Directive: Which lines in the records below contain the string "dark", matching case exactly? Pull out each of those lines.

------------

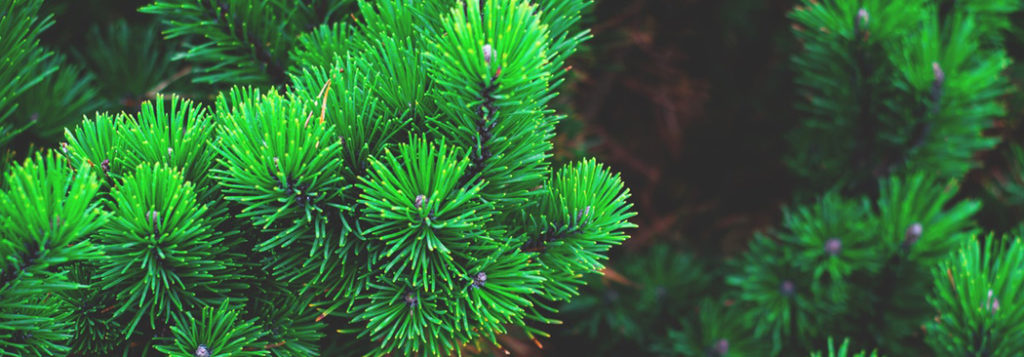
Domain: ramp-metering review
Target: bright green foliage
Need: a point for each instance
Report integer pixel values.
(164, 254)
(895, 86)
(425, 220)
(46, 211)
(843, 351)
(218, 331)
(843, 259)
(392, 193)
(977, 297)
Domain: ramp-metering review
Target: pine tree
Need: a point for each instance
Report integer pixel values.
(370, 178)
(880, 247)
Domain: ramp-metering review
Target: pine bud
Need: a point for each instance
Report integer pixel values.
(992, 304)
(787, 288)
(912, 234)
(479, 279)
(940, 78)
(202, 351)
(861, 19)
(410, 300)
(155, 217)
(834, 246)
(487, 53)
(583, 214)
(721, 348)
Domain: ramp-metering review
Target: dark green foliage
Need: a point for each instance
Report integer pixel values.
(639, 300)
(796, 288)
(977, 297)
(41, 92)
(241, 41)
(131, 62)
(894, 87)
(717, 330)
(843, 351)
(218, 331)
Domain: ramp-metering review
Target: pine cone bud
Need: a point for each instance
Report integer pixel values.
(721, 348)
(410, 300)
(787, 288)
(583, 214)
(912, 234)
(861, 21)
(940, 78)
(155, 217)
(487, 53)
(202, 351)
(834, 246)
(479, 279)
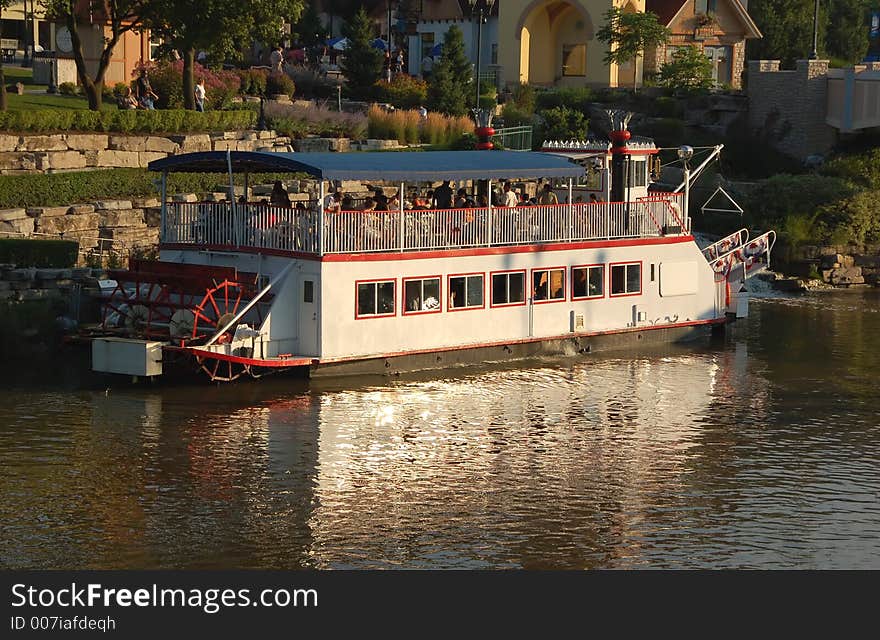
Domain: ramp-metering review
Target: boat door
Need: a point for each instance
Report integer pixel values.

------------

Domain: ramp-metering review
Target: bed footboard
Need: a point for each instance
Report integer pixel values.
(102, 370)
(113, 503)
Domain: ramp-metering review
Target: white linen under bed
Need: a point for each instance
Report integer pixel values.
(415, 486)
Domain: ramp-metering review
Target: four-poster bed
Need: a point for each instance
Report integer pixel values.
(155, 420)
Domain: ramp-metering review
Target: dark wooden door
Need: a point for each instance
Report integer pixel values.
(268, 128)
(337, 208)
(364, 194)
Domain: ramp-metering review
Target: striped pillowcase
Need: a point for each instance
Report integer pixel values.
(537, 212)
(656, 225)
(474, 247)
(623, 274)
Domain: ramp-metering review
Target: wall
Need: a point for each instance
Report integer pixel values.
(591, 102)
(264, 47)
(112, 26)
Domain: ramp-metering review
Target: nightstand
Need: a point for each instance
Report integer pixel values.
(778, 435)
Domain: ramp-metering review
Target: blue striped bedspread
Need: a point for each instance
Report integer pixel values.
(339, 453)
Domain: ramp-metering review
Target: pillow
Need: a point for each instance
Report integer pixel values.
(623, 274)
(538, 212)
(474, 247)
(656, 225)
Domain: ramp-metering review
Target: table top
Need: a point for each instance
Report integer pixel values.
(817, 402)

------------

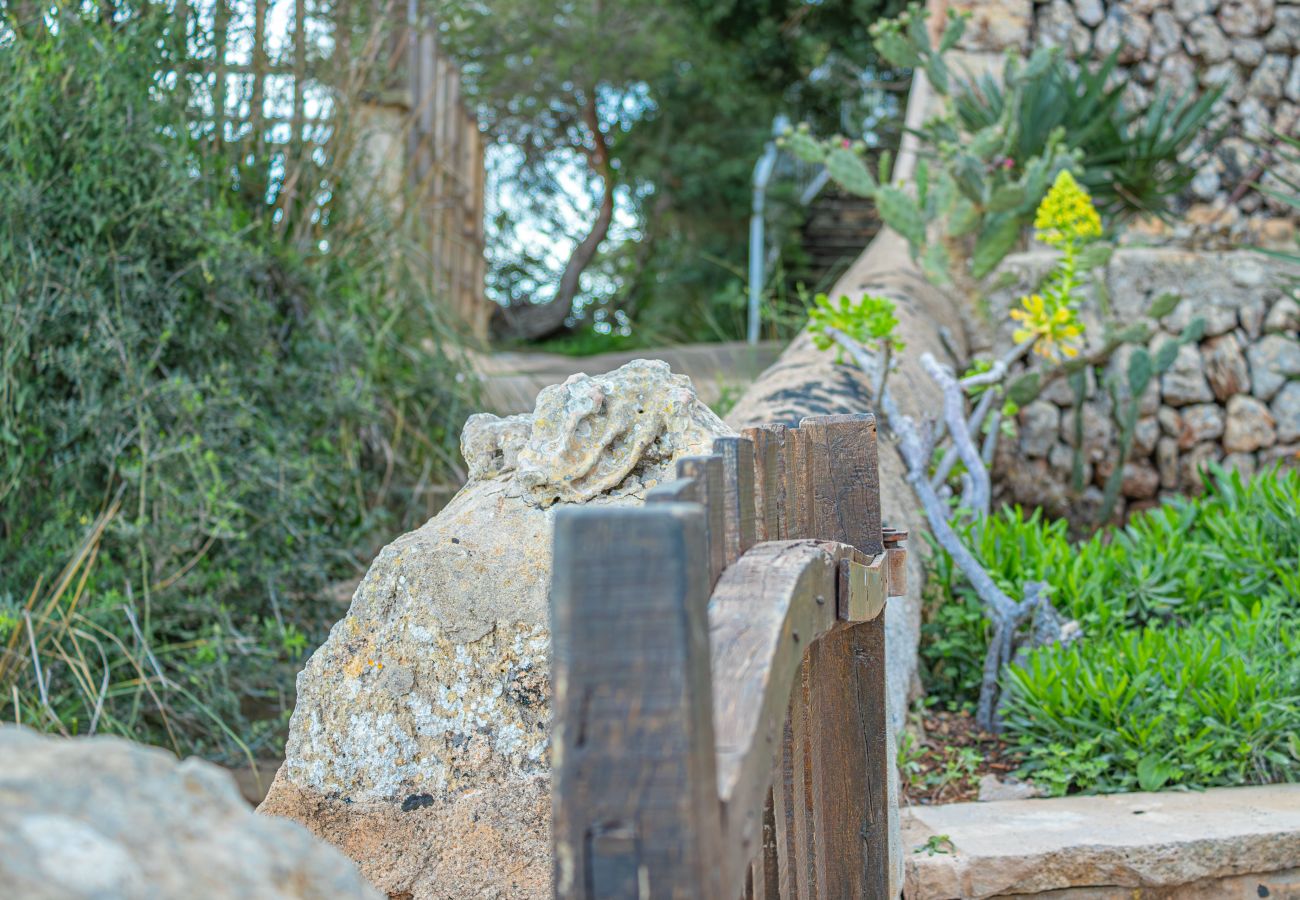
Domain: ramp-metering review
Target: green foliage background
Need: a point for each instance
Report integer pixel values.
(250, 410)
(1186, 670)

------------

Correct output:
Target: dark green foliage
Target: dark wooden door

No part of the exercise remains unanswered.